The company was founded in 1886 by three businessmen and members of the Grand Rapids school board. They opened a factory in Grand Rapids on January 5 of that year, manufacturing school and office furniture, particularly wooden school desks. The Grand Rapids School Furniture Company was officially incorporated on May 8, 1887. The company was able to utilize the favorable conditions that led Grand Rapid's furniture industry to blossom at this time. This included an abundance of forests for lumber, the presence of the Grand River, and an increasing immigrant population in the area providing labor. The company inaugurated its now-historic factory on August 1, 1888. In 1899, the company acquired and merged with 18 other furniture manufacturers, and was renamed American School Furniture Company.

Following the mergers, the company was accused on several occasions of operating as a trust within the furniture industry. In March 1900, the company was sued in New York for violating the Sherman Antitrust Act of 1890. In 1901, American School Furniture was sued by the stockholders of a Chicago company they recently acquired, also accusing the company of operating as a monopoly. In 1906, the company reorganized as the American Seating Company, incorporating in New Jersey. Shortly afterward in 1907, the company and 13 other associated furniture and appliance producers were fined for operating as a trust by Judge Kenesaw Mountain Landis in the anti-trust case, United States v. American Seating Co. The companies were referred to as the "Prudential Club". The proceedings also alleged that the purpose of the company's 1906 reorganization was to push out smaller stockholders. The company would be involved in other anti-trust suits, in 1940, and 1971.

> Dataset excerpts
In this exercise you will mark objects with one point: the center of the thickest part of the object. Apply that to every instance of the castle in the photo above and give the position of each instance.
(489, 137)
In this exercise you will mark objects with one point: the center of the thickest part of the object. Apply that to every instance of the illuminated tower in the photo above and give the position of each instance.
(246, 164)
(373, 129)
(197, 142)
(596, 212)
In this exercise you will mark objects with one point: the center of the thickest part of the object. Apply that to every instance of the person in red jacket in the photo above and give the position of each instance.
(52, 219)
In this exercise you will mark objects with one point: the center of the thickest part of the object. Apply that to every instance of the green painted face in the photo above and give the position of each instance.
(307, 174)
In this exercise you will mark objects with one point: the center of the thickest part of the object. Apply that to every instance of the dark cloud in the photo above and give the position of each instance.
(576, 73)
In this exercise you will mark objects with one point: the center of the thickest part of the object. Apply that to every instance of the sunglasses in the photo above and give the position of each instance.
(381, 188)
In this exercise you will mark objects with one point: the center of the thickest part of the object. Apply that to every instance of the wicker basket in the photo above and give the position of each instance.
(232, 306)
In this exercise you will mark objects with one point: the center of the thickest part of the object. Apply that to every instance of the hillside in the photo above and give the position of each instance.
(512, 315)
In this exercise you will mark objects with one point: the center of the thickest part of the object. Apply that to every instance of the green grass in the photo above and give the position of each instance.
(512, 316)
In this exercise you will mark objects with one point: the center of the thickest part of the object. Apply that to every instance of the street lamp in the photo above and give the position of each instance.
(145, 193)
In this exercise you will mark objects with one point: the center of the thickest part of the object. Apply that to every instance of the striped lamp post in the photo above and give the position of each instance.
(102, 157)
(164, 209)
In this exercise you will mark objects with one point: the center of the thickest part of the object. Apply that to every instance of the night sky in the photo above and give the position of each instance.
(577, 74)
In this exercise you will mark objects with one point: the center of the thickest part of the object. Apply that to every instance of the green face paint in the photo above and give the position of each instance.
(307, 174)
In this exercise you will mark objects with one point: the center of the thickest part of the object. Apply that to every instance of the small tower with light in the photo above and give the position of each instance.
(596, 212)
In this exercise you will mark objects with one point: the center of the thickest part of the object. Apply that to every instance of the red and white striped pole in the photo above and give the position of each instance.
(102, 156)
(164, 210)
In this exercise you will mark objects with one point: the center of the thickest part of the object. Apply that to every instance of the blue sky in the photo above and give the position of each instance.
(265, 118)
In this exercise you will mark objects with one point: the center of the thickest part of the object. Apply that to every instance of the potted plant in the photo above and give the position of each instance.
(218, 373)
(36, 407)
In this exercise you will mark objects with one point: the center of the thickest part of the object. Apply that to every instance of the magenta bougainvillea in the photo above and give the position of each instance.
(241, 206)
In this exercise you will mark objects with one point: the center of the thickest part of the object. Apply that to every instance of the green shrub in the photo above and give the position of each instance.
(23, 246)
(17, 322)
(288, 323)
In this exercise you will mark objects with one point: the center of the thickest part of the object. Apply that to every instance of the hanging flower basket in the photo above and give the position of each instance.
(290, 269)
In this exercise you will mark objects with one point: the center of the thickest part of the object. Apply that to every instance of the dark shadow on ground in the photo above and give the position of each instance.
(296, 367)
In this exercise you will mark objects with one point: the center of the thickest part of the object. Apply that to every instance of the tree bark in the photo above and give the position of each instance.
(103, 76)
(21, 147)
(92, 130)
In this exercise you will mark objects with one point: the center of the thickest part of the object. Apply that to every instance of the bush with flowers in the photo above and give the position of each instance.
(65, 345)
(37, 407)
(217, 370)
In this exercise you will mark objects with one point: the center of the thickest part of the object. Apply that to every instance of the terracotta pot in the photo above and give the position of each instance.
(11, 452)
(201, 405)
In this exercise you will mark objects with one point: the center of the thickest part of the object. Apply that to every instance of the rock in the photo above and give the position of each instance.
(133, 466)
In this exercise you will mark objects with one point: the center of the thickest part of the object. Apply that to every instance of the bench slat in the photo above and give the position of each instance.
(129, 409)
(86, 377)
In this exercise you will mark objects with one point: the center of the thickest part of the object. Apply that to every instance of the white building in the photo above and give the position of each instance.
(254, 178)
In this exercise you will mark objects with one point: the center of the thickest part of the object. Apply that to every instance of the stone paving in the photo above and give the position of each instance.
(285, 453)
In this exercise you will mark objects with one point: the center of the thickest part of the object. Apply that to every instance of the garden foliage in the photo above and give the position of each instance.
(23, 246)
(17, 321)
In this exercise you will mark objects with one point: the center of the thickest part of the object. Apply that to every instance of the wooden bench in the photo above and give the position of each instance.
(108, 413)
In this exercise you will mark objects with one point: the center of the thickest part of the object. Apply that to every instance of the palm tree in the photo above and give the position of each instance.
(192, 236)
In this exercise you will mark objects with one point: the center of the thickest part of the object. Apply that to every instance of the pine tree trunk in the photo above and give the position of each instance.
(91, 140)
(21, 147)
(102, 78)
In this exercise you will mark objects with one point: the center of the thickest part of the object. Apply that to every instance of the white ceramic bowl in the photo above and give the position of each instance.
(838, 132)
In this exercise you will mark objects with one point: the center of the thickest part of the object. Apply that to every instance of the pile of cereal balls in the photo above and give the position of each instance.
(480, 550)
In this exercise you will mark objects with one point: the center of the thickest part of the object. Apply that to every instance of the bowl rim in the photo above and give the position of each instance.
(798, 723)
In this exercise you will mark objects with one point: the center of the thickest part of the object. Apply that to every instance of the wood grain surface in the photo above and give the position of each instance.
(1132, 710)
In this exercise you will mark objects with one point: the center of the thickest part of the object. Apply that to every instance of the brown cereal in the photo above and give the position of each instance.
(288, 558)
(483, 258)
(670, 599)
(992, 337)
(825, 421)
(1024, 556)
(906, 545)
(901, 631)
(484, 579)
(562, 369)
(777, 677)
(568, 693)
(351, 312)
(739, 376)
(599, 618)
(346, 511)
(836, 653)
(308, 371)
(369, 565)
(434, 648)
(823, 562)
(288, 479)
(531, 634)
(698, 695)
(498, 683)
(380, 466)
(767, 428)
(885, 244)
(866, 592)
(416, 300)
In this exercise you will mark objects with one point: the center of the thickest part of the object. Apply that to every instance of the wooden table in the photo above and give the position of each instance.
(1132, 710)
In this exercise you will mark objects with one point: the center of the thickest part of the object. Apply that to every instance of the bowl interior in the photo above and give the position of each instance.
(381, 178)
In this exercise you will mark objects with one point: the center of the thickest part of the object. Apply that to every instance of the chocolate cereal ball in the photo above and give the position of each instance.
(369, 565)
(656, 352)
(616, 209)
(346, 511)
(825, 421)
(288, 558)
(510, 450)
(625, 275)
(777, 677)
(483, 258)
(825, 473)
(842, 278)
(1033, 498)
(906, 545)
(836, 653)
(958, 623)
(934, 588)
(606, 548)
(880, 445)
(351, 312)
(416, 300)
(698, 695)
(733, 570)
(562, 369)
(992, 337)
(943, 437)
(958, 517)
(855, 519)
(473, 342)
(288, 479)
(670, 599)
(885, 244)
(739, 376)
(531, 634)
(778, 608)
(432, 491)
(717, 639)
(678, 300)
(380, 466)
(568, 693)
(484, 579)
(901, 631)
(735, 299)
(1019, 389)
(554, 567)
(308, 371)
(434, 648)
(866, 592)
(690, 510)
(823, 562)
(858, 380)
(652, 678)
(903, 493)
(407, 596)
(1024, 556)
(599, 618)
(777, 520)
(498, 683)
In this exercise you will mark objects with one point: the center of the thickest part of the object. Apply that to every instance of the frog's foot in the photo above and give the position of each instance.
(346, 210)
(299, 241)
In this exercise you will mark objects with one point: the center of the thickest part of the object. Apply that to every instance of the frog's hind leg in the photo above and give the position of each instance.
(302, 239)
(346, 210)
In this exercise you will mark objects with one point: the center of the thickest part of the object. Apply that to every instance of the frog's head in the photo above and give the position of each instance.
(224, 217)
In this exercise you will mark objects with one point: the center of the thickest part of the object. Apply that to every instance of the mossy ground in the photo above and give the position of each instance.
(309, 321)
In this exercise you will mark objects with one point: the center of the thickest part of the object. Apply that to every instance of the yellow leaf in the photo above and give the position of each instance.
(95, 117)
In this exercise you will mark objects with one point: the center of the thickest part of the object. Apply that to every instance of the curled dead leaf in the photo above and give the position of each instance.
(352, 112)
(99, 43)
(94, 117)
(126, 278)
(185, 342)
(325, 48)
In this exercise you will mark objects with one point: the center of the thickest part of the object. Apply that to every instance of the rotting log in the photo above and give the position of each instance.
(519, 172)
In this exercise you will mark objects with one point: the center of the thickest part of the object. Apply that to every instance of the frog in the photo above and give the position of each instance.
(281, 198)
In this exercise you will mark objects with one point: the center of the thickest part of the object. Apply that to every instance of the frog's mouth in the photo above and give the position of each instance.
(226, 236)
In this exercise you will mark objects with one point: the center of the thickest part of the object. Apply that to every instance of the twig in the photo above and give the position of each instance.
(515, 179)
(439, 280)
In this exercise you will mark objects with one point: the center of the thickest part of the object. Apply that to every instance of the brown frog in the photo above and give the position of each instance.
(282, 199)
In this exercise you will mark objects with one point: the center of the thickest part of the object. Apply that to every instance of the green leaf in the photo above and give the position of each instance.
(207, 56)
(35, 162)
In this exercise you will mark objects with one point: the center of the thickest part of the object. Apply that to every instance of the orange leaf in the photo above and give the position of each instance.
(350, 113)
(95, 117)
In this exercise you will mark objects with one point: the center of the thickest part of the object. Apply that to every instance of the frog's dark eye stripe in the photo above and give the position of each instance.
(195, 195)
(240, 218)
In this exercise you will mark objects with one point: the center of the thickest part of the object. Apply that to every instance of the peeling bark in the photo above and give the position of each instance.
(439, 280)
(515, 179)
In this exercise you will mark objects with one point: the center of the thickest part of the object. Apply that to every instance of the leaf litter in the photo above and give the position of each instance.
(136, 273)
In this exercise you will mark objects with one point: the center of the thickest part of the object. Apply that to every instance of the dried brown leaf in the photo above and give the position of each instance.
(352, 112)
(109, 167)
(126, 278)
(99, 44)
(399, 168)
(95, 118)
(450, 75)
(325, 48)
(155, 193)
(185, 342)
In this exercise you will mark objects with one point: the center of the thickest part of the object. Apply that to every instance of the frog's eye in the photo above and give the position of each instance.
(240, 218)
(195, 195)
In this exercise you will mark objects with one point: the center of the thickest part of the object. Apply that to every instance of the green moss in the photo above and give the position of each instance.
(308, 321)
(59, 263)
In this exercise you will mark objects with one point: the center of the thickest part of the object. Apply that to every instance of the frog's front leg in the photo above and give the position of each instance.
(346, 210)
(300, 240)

> Questions to answer
1 > Set down the stretch of the company history from "The company was founded" through "School Furniture Company.", copied word for word.
2 > Do these statements agree with the company history? Answer yes or no for each, quoting the words that decide it. (a) The company incorporated in New Jersey when it became the American Seating Company. (b) In 1899 the company merged with 12 other furniture manufacturers. (c) The founders opened their first factory in Detroit.
You won't need the records for anything here.

> Expected responses
1 >
The company was founded in 1886 by three businessmen and members of the Grand Rapids school board. They opened a factory in Grand Rapids on January 5 of that year, manufacturing school and office furniture, particularly wooden school desks. The Grand Rapids School Furniture Company was officially incorporated on May 8, 1887. The company was able to utilize the favorable conditions that led Grand Rapid's furniture industry to blossom at this time. This included an abundance of forests for lumber, the presence of the Grand River, and an increasing immigrant population in the area providing labor. The company inaugurated its now-historic factory on August 1, 1888. In 1899, the company acquired and merged with 18 other furniture manufacturers, and was renamed American School Furniture Company.

2 >
(a) Yes: "In 1906, the company reorganized as the American Seating Company, incorporating in New Jersey."
(b) No: "In 1899, the company acquired and merged with 18 other furniture manufacturers"
(c) No: "They opened a factory in Grand Rapids on January 5 of that year"